■ Problem description ■
Reproduce exactly the lines below, starting with the line that contains "the drawer interior" and ending with the last line of the records, both included, and nothing else.

## Begin Entries shown

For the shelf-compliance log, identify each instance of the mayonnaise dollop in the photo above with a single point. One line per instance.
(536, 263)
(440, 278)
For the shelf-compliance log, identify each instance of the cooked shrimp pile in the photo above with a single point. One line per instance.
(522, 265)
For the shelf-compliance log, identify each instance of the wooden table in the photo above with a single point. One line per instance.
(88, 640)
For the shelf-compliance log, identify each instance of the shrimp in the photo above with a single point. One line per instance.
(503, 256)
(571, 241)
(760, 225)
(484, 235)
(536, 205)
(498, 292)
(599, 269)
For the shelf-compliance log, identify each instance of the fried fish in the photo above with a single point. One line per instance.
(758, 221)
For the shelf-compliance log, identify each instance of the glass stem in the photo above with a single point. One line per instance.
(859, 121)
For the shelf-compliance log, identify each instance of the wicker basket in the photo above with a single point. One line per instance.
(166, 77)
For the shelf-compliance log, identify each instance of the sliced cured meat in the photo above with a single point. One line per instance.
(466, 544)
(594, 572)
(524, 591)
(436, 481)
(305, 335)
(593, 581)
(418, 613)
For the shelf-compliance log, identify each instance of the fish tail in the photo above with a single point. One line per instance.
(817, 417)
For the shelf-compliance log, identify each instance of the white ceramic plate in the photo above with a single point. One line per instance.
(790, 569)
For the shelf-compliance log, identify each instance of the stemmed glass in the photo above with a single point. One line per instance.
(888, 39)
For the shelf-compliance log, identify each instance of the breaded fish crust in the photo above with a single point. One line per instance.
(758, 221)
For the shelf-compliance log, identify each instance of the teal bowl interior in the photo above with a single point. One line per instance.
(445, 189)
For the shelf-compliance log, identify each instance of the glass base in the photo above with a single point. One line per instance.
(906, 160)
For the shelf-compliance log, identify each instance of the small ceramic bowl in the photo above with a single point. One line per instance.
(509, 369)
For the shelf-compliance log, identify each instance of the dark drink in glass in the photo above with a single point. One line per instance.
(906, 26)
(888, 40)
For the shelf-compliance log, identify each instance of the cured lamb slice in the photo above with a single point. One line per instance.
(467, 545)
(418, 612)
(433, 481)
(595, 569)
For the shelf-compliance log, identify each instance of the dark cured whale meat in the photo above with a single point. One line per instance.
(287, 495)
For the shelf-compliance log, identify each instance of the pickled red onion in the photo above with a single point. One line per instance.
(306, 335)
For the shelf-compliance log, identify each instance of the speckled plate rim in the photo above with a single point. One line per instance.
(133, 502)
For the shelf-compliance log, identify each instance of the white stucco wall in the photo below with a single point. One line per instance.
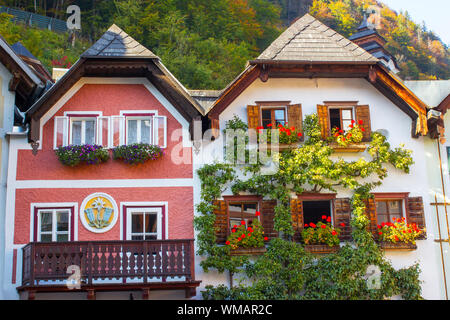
(384, 115)
(8, 99)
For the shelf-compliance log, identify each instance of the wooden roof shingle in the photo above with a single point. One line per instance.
(117, 43)
(309, 40)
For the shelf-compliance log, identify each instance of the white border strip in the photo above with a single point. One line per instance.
(117, 183)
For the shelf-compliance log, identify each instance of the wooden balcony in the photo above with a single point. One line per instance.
(110, 266)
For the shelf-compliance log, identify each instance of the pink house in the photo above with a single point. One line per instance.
(110, 228)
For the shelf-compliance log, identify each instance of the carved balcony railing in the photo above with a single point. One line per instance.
(142, 261)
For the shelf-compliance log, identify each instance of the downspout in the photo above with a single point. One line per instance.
(440, 240)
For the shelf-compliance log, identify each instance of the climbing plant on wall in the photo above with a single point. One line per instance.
(286, 270)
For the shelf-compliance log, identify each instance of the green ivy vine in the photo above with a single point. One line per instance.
(286, 270)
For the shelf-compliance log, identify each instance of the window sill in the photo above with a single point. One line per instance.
(281, 146)
(248, 251)
(390, 246)
(320, 248)
(351, 148)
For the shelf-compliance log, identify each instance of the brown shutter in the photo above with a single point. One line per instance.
(371, 212)
(322, 113)
(343, 214)
(415, 214)
(297, 218)
(253, 117)
(363, 113)
(267, 214)
(221, 223)
(295, 118)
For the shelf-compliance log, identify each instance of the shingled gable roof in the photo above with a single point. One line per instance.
(116, 54)
(309, 40)
(309, 49)
(117, 43)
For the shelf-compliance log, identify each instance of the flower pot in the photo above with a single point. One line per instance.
(385, 245)
(321, 248)
(351, 147)
(248, 251)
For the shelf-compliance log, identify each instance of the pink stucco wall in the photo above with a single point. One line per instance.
(110, 99)
(179, 214)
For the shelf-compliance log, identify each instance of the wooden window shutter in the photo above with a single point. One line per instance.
(343, 214)
(221, 223)
(267, 215)
(371, 212)
(253, 117)
(322, 113)
(295, 118)
(297, 218)
(363, 113)
(415, 213)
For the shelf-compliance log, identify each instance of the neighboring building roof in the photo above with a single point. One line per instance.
(308, 39)
(116, 54)
(22, 51)
(117, 43)
(432, 92)
(34, 63)
(25, 82)
(205, 98)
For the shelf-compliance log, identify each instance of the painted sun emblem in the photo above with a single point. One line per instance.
(98, 213)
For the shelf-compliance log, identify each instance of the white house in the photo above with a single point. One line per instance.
(312, 69)
(19, 86)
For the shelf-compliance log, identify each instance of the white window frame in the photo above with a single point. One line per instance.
(83, 128)
(54, 232)
(352, 107)
(139, 120)
(135, 210)
(264, 107)
(140, 115)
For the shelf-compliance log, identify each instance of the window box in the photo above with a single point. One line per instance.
(397, 246)
(248, 251)
(321, 248)
(350, 148)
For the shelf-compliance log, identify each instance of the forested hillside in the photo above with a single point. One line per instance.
(206, 43)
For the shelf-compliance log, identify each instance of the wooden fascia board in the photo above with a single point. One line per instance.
(397, 90)
(233, 91)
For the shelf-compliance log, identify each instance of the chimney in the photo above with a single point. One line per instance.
(370, 40)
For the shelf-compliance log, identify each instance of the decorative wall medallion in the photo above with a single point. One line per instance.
(99, 212)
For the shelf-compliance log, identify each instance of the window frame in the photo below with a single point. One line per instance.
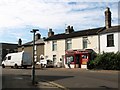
(68, 44)
(54, 45)
(110, 40)
(85, 42)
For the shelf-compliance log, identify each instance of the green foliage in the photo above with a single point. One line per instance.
(106, 61)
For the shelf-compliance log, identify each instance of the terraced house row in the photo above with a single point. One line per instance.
(75, 45)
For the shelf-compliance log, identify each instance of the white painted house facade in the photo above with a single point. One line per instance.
(56, 45)
(110, 40)
(101, 39)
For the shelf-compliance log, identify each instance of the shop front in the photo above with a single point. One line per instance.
(77, 58)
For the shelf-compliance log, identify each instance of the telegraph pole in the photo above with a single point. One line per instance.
(33, 63)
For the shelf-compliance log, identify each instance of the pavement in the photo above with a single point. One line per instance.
(25, 82)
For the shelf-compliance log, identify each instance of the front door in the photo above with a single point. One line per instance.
(78, 60)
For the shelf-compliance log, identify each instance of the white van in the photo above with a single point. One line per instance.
(20, 59)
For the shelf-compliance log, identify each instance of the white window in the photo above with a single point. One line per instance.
(85, 42)
(68, 44)
(54, 45)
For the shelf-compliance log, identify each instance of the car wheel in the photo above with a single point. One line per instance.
(16, 66)
(3, 66)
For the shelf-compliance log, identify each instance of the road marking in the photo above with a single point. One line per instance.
(55, 84)
(20, 78)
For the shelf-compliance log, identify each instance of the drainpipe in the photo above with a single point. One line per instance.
(98, 42)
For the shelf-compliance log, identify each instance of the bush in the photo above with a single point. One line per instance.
(106, 61)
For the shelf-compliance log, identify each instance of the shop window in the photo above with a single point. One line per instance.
(84, 42)
(110, 40)
(69, 58)
(68, 44)
(54, 45)
(9, 57)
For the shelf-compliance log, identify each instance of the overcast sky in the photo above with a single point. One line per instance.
(19, 17)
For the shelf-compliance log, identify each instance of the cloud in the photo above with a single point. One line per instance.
(23, 15)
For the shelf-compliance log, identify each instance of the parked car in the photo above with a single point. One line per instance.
(46, 63)
(19, 59)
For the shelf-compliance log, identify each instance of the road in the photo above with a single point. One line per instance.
(65, 78)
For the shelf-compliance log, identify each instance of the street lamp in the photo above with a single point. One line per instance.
(33, 64)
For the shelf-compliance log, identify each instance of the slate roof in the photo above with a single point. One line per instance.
(111, 30)
(87, 32)
(37, 42)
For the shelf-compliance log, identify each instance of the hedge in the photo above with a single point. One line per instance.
(105, 61)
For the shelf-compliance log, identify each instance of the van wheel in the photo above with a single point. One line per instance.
(16, 66)
(25, 67)
(3, 66)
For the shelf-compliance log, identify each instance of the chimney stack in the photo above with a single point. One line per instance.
(50, 33)
(107, 18)
(37, 36)
(69, 30)
(19, 42)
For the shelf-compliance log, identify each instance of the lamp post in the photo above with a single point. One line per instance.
(33, 64)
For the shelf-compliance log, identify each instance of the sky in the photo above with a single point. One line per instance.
(19, 17)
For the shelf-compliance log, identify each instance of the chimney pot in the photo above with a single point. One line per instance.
(107, 18)
(50, 33)
(19, 42)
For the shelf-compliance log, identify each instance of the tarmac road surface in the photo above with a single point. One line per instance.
(60, 79)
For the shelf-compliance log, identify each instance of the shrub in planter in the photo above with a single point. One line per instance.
(90, 64)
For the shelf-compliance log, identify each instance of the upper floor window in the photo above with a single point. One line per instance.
(110, 40)
(85, 42)
(68, 44)
(54, 45)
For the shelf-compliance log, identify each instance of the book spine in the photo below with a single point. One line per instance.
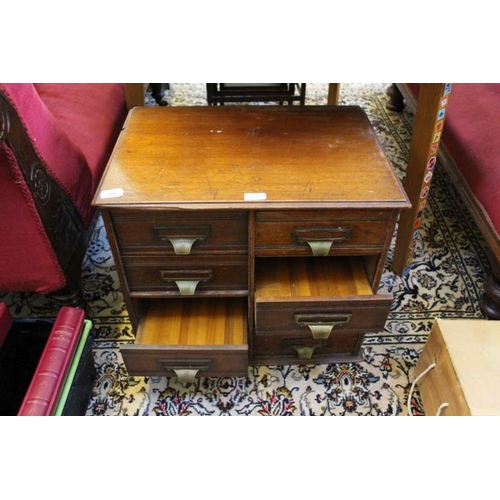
(6, 321)
(43, 392)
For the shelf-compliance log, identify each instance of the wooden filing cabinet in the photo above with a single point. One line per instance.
(248, 234)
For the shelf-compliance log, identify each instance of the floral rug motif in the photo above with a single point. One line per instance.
(444, 281)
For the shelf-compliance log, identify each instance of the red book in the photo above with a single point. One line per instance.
(43, 392)
(6, 321)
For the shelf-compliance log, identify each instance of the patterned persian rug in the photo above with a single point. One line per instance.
(444, 281)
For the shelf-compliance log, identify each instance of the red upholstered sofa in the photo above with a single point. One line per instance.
(470, 152)
(55, 141)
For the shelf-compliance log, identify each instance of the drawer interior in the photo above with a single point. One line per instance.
(194, 322)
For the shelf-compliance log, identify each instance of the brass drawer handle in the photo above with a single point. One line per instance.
(187, 280)
(321, 325)
(182, 238)
(321, 245)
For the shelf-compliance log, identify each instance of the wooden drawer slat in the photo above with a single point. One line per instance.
(293, 233)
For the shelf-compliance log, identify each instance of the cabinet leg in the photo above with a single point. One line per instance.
(490, 300)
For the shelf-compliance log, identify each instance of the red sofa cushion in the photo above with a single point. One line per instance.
(471, 135)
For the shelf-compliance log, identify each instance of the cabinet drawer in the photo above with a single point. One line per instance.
(190, 339)
(181, 233)
(320, 233)
(187, 276)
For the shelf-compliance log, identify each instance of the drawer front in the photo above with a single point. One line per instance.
(325, 233)
(181, 233)
(185, 362)
(182, 276)
(321, 317)
(439, 385)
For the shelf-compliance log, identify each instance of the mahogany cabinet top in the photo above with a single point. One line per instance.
(249, 157)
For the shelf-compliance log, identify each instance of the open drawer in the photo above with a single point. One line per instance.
(190, 338)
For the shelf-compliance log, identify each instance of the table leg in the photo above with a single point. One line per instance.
(429, 121)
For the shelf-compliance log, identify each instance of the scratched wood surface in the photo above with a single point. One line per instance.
(200, 157)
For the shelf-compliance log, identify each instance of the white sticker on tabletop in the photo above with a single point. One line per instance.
(112, 193)
(255, 196)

## End Entries shown

■ Result ■
For the shelf-compliance log, identify each instance of the drawer interior in the photo above with a single point. One line per instance.
(194, 322)
For the shelf-compliance log, identify each instance of the brass drawer handle in the photo above with a single point. One line per instance.
(187, 280)
(321, 325)
(182, 238)
(321, 245)
For the shelf-compliance log, identify each instance of the wooden drawer slat in the photo above with a single point. One line per instance.
(293, 233)
For the shelf-compliance log, identify each instance of the cabinet leg in the photo above with a single point. One line per instance.
(490, 300)
For the shelf-compliance log, identify each instance of the red sofa cushion in the photo above with a single point. One line per instance.
(471, 135)
For the shelf-compliance log, identify each instance of the cabinet drawer in the photo above with a single point. One line per instance.
(190, 339)
(181, 233)
(320, 233)
(187, 276)
For the shelf-compliance log, identify each instance of the drawer front in the photo above with a single point. One line per instance.
(325, 233)
(181, 233)
(185, 362)
(182, 276)
(321, 317)
(439, 385)
For the shelf-compliance log, identify each instance of the mahogany cabinet top in the photo above with a single point. One line per instance.
(249, 157)
For the shelf-compliance log, identify each instance of the open drawer in the photo above with a single point. One line per instance.
(190, 338)
For the shelf-compliance log, identify each instance of the table leg in the photo above with a single point. One line per instance.
(429, 121)
For the shelf-compliance log, identify each instance of the scratched wood surface in the photo above with a single point. One line per instance.
(200, 157)
For the shelf-compliance log, identify each instance of the white sticker on tabletop in the photo above with a single point. One line per instance.
(112, 193)
(255, 196)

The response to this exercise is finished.